╭─ EXTRACTED RECORDS

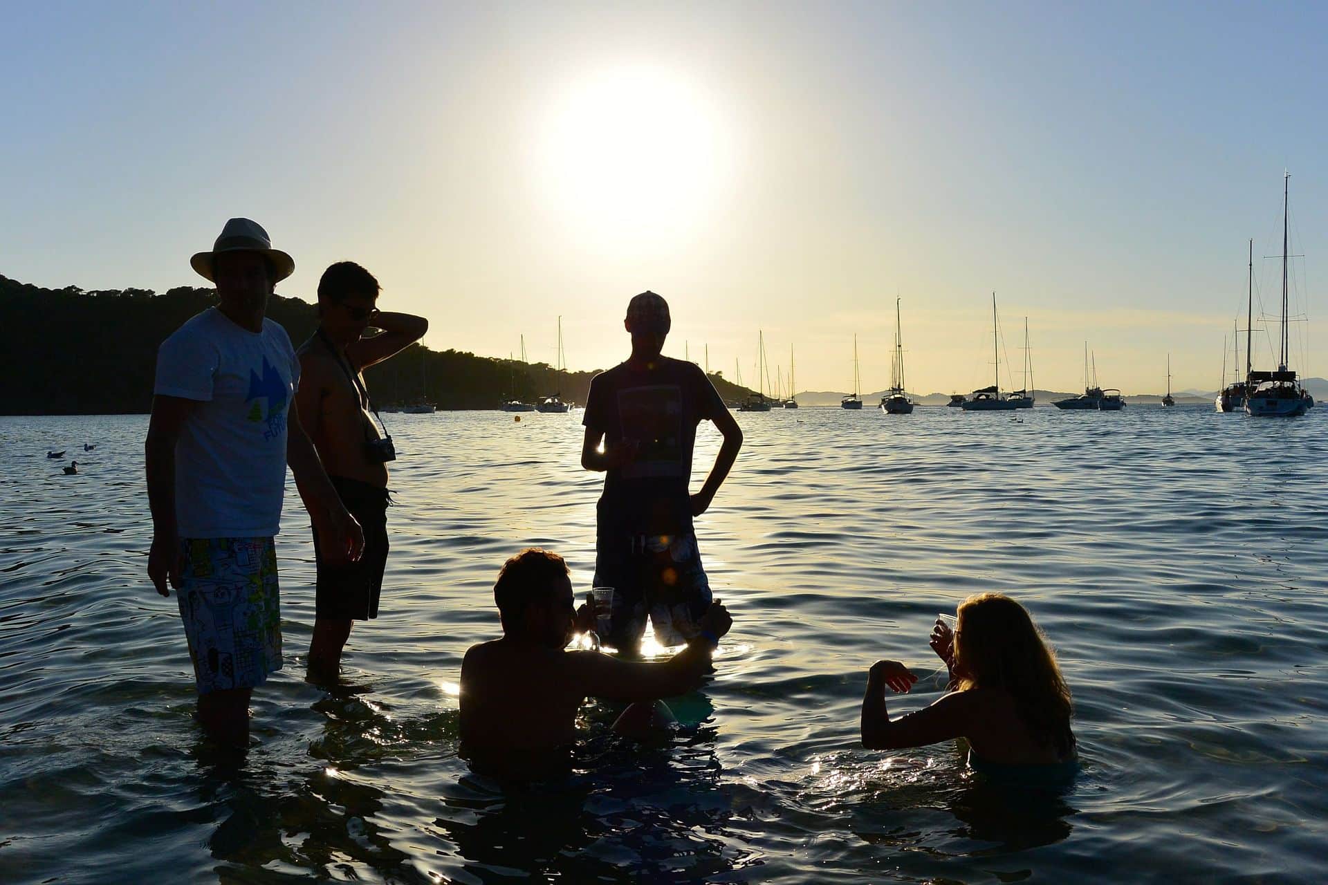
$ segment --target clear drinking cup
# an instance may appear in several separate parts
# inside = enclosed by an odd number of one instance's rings
[[[614,588],[591,588],[590,610],[595,613],[595,633],[604,638],[614,624]]]

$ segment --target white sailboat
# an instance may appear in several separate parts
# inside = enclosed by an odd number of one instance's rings
[[[1287,203],[1291,172],[1282,179],[1282,349],[1276,372],[1251,372],[1246,387],[1246,413],[1256,417],[1303,415],[1315,405],[1300,386],[1293,369],[1287,368],[1291,340],[1287,336]]]
[[[507,354],[507,362],[509,364],[514,364],[515,362],[515,360],[513,360],[513,357],[511,357],[510,353]],[[526,364],[526,336],[521,336],[521,364],[522,365],[527,365]],[[502,405],[498,406],[498,407],[502,409],[503,411],[534,411],[535,410],[535,403],[522,402],[521,398],[515,395],[515,391],[517,391],[517,370],[514,368],[511,368],[511,372],[509,373],[507,381],[509,381],[510,389],[513,390],[513,395],[510,395],[506,399],[503,399]]]
[[[567,372],[567,357],[563,353],[563,317],[558,317],[558,356],[555,357],[555,372]],[[562,414],[571,409],[570,403],[563,402],[562,390],[555,394],[540,397],[539,402],[535,405],[535,411],[542,411],[544,414]]]
[[[406,415],[432,415],[437,407],[428,401],[429,374],[425,365],[425,346],[420,345],[420,401],[401,406]]]
[[[839,401],[841,409],[862,409],[862,397],[858,395],[858,336],[853,336],[853,393]]]
[[[996,293],[992,292],[992,350],[996,354],[996,383],[991,387],[975,390],[972,398],[963,401],[959,407],[964,411],[1009,411],[1019,409],[1011,402],[1007,394],[1000,391],[1000,338],[996,330]]]
[[[764,372],[762,372],[764,370]],[[738,403],[738,411],[770,411],[770,398],[765,395],[765,375],[769,374],[769,369],[765,365],[765,332],[757,330],[757,348],[756,348],[756,386],[757,393],[748,394],[748,398]],[[738,373],[738,383],[742,381],[741,372]]]
[[[797,409],[798,407],[798,401],[795,399],[797,393],[798,393],[798,387],[793,382],[793,378],[794,378],[794,374],[793,374],[793,345],[790,344],[789,345],[789,398],[784,401],[784,407],[785,409]]]
[[[1166,354],[1166,395],[1162,397],[1163,406],[1174,406],[1175,397],[1171,395],[1171,354]]]
[[[1016,409],[1033,407],[1033,350],[1028,346],[1028,317],[1024,317],[1024,389],[1009,394]]]
[[[890,394],[880,398],[887,415],[911,415],[914,401],[904,393],[904,342],[899,332],[899,299],[895,299],[895,354],[890,364]]]

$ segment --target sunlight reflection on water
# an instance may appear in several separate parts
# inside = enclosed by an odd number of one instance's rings
[[[619,710],[588,703],[568,776],[515,791],[457,759],[461,655],[498,636],[493,581],[522,545],[590,589],[579,415],[392,415],[382,613],[352,634],[344,691],[303,681],[312,549],[288,488],[286,667],[242,762],[199,747],[175,600],[145,581],[146,419],[3,418],[0,880],[1080,881],[1110,856],[1122,881],[1316,881],[1324,410],[955,413],[740,415],[697,523],[734,617],[716,677],[669,699],[664,746],[622,743]],[[85,439],[80,475],[45,462]],[[717,448],[704,425],[696,483]],[[1064,793],[1012,795],[951,747],[858,747],[867,666],[931,674],[891,713],[931,703],[936,613],[987,589],[1029,605],[1076,693]]]

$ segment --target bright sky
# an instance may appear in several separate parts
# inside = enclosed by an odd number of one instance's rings
[[[1037,386],[1212,390],[1328,313],[1328,4],[7,4],[0,273],[202,285],[235,215],[313,300],[352,259],[426,344],[607,368],[643,289],[667,353],[799,390],[991,383],[991,293]],[[1255,305],[1259,313],[1259,301]],[[1274,336],[1256,334],[1264,341]],[[1328,374],[1323,324],[1292,368]],[[1271,362],[1256,345],[1256,365]],[[1242,357],[1243,360],[1243,357]],[[770,369],[772,378],[774,368]],[[1020,386],[1016,373],[1015,386]],[[1005,378],[1001,379],[1003,386]]]

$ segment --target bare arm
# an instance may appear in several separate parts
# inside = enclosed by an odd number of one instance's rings
[[[179,529],[175,524],[175,443],[195,401],[182,397],[153,397],[153,417],[147,423],[143,460],[147,468],[147,507],[153,512],[153,545],[147,553],[147,577],[162,596],[167,584],[179,588]]]
[[[345,354],[357,369],[368,369],[382,362],[409,348],[429,330],[428,320],[409,313],[374,313],[371,322],[382,332],[372,338],[353,341],[345,349]]]
[[[319,452],[300,423],[299,409],[287,414],[286,463],[295,474],[295,486],[313,520],[313,531],[328,540],[328,555],[333,561],[359,560],[364,552],[364,532],[323,470]]]
[[[319,433],[323,421],[323,397],[327,395],[327,379],[323,373],[327,361],[309,352],[300,354],[300,386],[295,389],[295,410],[299,413],[300,429],[304,435]],[[290,460],[290,441],[287,441],[287,460]],[[297,480],[296,480],[297,482]]]
[[[705,478],[701,491],[692,495],[692,516],[700,516],[710,507],[714,492],[720,491],[720,486],[728,479],[733,462],[737,460],[738,450],[742,448],[742,429],[738,427],[738,422],[733,419],[733,414],[728,409],[716,414],[712,421],[724,434],[724,444],[720,446],[720,454],[714,456],[714,466],[710,467],[710,475]]]
[[[631,463],[636,458],[636,452],[640,451],[640,443],[635,441],[624,441],[612,448],[600,451],[599,443],[602,439],[604,439],[603,430],[586,429],[586,438],[582,441],[582,467],[586,470],[604,472],[606,470],[622,467]]]
[[[878,661],[867,674],[862,698],[862,746],[869,750],[924,747],[964,736],[971,719],[972,698],[967,691],[943,695],[930,707],[891,720],[886,710],[886,687],[908,691],[916,681],[898,661]]]

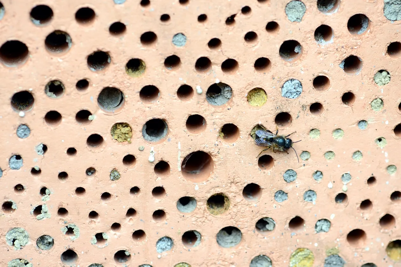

╰─

Reproduce the listing above with every occurrence of "separate parts" swapped for "disjoint pieces", leaving the picture lines out and all other text as it stands.

FINISHED ANSWER:
$ segment --target clear drinking cup
# an instance may appear in several disjoint pieces
# inside = enclosed by an odd number of one instance's rings
[[[614,588],[591,588],[590,610],[595,613],[595,633],[604,638],[614,624]]]

$ segment --target white sailboat
# an instance may appear in several disjoint pieces
# inside = enclosed by an odd number of one instance's rings
[[[1287,203],[1291,172],[1282,179],[1282,349],[1276,372],[1251,372],[1246,387],[1246,413],[1256,417],[1303,415],[1315,405],[1300,386],[1293,369],[1287,368],[1291,340],[1287,336]]]
[[[507,354],[507,362],[509,364],[514,364],[515,362],[515,360],[513,360],[513,357],[511,357],[510,353]],[[526,364],[526,336],[521,336],[521,364],[522,365],[527,365]],[[502,405],[498,406],[498,407],[502,409],[503,411],[534,411],[535,410],[535,403],[522,402],[521,398],[515,395],[515,391],[517,391],[517,370],[514,368],[511,368],[511,372],[509,373],[507,381],[509,381],[510,389],[513,390],[513,395],[510,395],[506,399],[503,399]]]
[[[567,372],[567,357],[563,353],[563,317],[558,317],[558,356],[555,357],[555,372]],[[562,414],[571,409],[570,403],[563,402],[562,390],[555,394],[540,397],[539,402],[535,405],[535,411],[542,411],[544,414]]]
[[[406,415],[432,415],[437,407],[428,401],[429,374],[425,365],[425,346],[420,345],[420,401],[401,406]]]
[[[839,401],[841,409],[862,409],[862,397],[858,395],[858,336],[853,336],[853,393]]]
[[[996,293],[992,292],[992,350],[996,354],[996,383],[991,387],[975,390],[972,398],[963,401],[959,407],[964,411],[1009,411],[1019,409],[1011,402],[1007,394],[1000,391],[1000,338],[996,330]]]
[[[764,372],[762,372],[764,370]],[[738,403],[738,411],[770,411],[770,398],[765,395],[765,375],[769,374],[769,369],[765,365],[765,332],[757,330],[757,348],[756,348],[756,386],[757,393],[748,394],[748,398]],[[738,373],[738,383],[742,381],[741,372]]]
[[[797,409],[798,407],[798,401],[795,399],[797,393],[798,393],[798,387],[793,382],[793,378],[794,378],[794,374],[793,374],[793,345],[790,344],[789,345],[789,398],[784,401],[784,407],[785,409]]]
[[[1166,354],[1166,395],[1162,397],[1163,406],[1174,406],[1175,397],[1171,395],[1171,354]]]
[[[1016,409],[1033,407],[1033,350],[1028,346],[1028,317],[1024,317],[1024,389],[1009,394]]]
[[[890,394],[880,398],[887,415],[911,415],[914,401],[904,393],[904,342],[899,332],[899,299],[895,299],[895,354],[890,364]]]

$ segment --target sunlight reflection on water
# an instance may appear in several disjoint pieces
# inside = enclosed by an odd number of one instance's rings
[[[619,710],[588,703],[568,776],[515,791],[457,759],[461,655],[498,636],[493,581],[522,545],[590,589],[579,415],[392,415],[382,613],[352,634],[344,691],[303,681],[312,549],[288,488],[286,667],[242,762],[199,747],[175,600],[145,581],[146,419],[3,418],[0,880],[1080,881],[1110,856],[1122,881],[1316,881],[1324,410],[955,413],[740,415],[697,523],[734,617],[716,677],[669,699],[664,746],[622,743]],[[85,439],[80,475],[45,462]],[[717,448],[704,425],[696,483]],[[1064,793],[1012,795],[951,747],[858,747],[867,666],[931,674],[891,713],[931,703],[936,613],[987,589],[1029,605],[1076,693]]]

$ segment --target bright sky
# an instance may appear in several disjoint pieces
# inside = enclosed by an odd number of one instance's rings
[[[1037,386],[1212,390],[1328,313],[1328,4],[7,4],[0,273],[202,285],[235,215],[313,300],[352,259],[426,344],[607,368],[643,289],[667,353],[799,390],[991,383],[991,293]],[[1255,305],[1259,313],[1259,301]],[[1274,336],[1256,334],[1264,341]],[[1328,374],[1323,324],[1292,368]],[[1271,362],[1256,345],[1256,365]],[[1242,357],[1243,360],[1243,357]],[[770,369],[772,378],[774,368]],[[1020,386],[1016,373],[1015,386]],[[1005,378],[1001,379],[1003,386]]]

$ segment --target bare arm
# an instance may appear in several disjoint pieces
# inside = enclosed by an odd number of one instance's rings
[[[179,529],[175,524],[175,443],[195,401],[182,397],[153,397],[153,417],[147,423],[143,460],[147,468],[147,507],[153,512],[153,545],[147,553],[147,577],[162,596],[167,584],[179,588]]]
[[[345,354],[357,369],[368,369],[382,362],[409,348],[429,330],[428,320],[409,313],[374,313],[371,322],[382,332],[372,338],[353,341],[345,349]]]
[[[319,452],[300,423],[299,409],[287,414],[286,463],[295,474],[295,486],[313,520],[313,531],[328,540],[328,555],[333,561],[359,560],[364,552],[364,532],[323,470]]]
[[[319,433],[323,421],[323,397],[327,395],[327,379],[323,373],[327,361],[309,352],[300,354],[300,386],[295,389],[295,410],[299,413],[300,429],[304,435]],[[290,460],[290,441],[287,441],[287,460]],[[297,480],[296,480],[297,482]]]
[[[705,478],[701,491],[692,495],[692,516],[700,516],[710,507],[714,492],[720,491],[720,486],[728,479],[733,462],[737,460],[738,450],[742,448],[742,429],[738,427],[738,422],[733,419],[733,414],[728,409],[716,414],[712,421],[724,434],[724,444],[720,446],[720,454],[714,456],[714,466],[710,467],[710,475]]]
[[[631,463],[636,458],[636,452],[640,451],[640,443],[635,441],[624,441],[612,448],[600,451],[599,443],[602,439],[604,439],[603,430],[586,429],[586,438],[582,441],[582,467],[586,470],[604,472],[606,470],[622,467]]]
[[[878,661],[867,674],[862,698],[862,746],[869,750],[924,747],[964,736],[971,719],[972,698],[967,691],[943,695],[930,707],[891,720],[886,710],[886,687],[908,691],[916,681],[898,661]]]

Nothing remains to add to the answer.